--- GOAL ---
Write out the listing again, changing "one point per instance" to "a single point for each instance" wherever it occurs and leaving everything else untouched.

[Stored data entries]
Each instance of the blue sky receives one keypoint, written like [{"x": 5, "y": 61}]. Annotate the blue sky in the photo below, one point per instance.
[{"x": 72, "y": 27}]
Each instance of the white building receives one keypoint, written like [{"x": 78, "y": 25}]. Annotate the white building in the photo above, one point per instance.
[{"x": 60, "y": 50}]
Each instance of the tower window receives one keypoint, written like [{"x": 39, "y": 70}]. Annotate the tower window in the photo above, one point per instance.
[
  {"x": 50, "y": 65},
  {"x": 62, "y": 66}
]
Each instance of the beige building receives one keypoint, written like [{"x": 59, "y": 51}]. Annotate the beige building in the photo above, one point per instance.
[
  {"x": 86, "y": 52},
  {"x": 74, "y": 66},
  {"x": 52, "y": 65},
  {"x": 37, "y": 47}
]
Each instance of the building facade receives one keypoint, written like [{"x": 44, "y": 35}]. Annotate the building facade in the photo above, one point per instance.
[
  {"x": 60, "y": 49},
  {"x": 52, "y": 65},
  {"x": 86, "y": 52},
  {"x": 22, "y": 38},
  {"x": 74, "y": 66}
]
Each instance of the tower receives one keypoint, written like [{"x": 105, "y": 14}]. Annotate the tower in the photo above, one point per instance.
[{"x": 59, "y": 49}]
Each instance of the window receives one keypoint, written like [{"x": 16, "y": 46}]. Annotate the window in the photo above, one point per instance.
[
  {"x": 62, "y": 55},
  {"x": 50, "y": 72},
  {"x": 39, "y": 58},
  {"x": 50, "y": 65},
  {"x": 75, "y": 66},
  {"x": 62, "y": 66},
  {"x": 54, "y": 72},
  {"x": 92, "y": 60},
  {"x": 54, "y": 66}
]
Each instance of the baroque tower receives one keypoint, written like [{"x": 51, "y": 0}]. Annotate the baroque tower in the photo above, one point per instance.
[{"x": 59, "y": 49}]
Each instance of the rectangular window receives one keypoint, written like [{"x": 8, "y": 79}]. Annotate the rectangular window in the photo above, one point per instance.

--- EXERCISE RESPONSE ---
Each instance of the blue sky receives one keypoint, written like [{"x": 5, "y": 61}]. Annotate the blue sky in the photo below, a single point for each instance.
[{"x": 72, "y": 27}]
Each instance of the white building receives one keypoint, written like [{"x": 78, "y": 25}]. Annotate the white building in the photo above, a single point for each instance.
[{"x": 60, "y": 50}]
Each instance of the tower window receives one keypoint, written like [{"x": 39, "y": 70}]. Annotate the tower window in the photo above, a single point for each instance.
[
  {"x": 50, "y": 65},
  {"x": 62, "y": 66}
]
Each instance of the beige building receives one keypoint, written like [{"x": 59, "y": 51}]. Annotate the beige building in the photo above, a single point for each instance.
[
  {"x": 86, "y": 52},
  {"x": 74, "y": 66},
  {"x": 52, "y": 65},
  {"x": 37, "y": 47}
]
Each instance of the building facade receives one keypoint, written like [{"x": 44, "y": 35}]. Annotate the building facade in the photo above, a single point for each instance.
[
  {"x": 60, "y": 49},
  {"x": 52, "y": 65},
  {"x": 86, "y": 52},
  {"x": 22, "y": 38},
  {"x": 74, "y": 66}
]
Each instance of the tower receives one keypoint, written like [{"x": 105, "y": 14}]. Annotate the tower in the photo above, a single point for each instance.
[{"x": 59, "y": 49}]
Each instance of the window receives one keypoint, written like [{"x": 16, "y": 46}]. Annotate the window in the photo above, a single point for each instance.
[
  {"x": 62, "y": 55},
  {"x": 50, "y": 72},
  {"x": 39, "y": 58},
  {"x": 50, "y": 65},
  {"x": 75, "y": 66},
  {"x": 62, "y": 66},
  {"x": 54, "y": 72},
  {"x": 92, "y": 60},
  {"x": 54, "y": 66}
]
Each instance of the baroque tower receives one keypoint, written like [{"x": 51, "y": 0}]. Annotate the baroque tower in the photo above, a single point for each instance.
[{"x": 59, "y": 49}]
Each instance of the rectangular window receives one keypoint, written like [{"x": 8, "y": 79}]. Annotate the rectangular window in the photo above, a single point for each instance.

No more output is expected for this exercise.